## Data records
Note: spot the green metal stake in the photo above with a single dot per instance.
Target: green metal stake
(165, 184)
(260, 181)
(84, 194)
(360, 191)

## Short task
How many lines above contain the string "green", with case counting? Reply with the number alone.

## Answer to this problem
2